Work required: Please list every line in the rows below that contains the word "positive". Case counts.

Raw data:

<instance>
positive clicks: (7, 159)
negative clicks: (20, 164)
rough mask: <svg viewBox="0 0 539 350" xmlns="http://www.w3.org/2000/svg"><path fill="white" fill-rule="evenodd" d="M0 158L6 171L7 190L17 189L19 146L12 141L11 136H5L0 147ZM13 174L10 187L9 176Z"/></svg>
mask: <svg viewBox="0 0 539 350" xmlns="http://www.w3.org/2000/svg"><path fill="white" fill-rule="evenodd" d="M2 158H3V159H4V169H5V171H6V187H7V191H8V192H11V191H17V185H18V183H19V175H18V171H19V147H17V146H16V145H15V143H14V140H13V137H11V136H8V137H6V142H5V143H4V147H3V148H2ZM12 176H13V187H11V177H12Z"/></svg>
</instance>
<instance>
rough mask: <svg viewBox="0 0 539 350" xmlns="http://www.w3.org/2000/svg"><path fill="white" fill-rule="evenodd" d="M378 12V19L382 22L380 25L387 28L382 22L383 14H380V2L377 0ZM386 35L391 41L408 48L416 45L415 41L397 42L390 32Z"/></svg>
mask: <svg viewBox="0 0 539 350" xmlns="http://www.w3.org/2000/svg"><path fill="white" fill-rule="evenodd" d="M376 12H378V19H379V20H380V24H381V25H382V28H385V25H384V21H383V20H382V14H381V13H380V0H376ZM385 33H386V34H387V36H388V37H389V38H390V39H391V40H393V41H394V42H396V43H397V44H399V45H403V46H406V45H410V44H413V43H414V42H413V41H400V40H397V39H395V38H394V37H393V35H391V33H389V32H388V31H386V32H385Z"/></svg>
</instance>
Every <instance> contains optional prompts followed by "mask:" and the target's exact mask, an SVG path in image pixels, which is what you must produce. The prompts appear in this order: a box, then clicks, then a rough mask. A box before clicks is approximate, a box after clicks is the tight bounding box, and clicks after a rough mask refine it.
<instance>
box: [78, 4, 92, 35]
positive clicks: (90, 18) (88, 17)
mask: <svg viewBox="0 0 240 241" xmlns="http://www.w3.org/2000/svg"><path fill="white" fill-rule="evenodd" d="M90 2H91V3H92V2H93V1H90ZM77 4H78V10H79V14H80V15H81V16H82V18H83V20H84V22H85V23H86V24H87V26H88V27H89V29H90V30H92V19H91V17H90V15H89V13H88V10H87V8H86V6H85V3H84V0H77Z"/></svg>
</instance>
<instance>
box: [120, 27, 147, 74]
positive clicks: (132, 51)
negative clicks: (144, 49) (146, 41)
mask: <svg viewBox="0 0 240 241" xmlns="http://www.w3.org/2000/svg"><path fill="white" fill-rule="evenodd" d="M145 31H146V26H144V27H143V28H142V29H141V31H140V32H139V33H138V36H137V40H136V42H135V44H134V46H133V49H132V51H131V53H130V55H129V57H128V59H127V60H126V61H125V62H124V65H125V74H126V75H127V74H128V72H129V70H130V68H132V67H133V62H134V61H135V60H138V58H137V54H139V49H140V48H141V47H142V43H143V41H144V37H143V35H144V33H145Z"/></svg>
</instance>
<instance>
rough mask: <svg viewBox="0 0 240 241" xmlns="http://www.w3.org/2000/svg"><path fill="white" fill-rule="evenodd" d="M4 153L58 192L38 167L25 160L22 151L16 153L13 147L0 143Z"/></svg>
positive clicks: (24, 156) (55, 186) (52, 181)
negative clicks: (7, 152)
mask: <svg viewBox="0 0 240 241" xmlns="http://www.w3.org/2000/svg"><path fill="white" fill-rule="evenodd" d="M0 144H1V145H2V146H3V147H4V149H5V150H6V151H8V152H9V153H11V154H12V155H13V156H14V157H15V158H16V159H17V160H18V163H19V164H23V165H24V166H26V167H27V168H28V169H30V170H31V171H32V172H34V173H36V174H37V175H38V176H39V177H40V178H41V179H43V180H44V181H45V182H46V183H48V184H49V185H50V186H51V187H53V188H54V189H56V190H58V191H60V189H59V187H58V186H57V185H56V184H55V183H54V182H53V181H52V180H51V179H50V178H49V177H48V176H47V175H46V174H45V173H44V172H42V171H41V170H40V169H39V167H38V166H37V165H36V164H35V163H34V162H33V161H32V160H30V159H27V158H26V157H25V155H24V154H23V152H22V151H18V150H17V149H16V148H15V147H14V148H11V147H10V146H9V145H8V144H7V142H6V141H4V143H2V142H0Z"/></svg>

Result:
positive clicks: (7, 159)
positive clicks: (90, 18) (88, 17)
positive clicks: (132, 51)
positive clicks: (24, 156) (55, 186) (52, 181)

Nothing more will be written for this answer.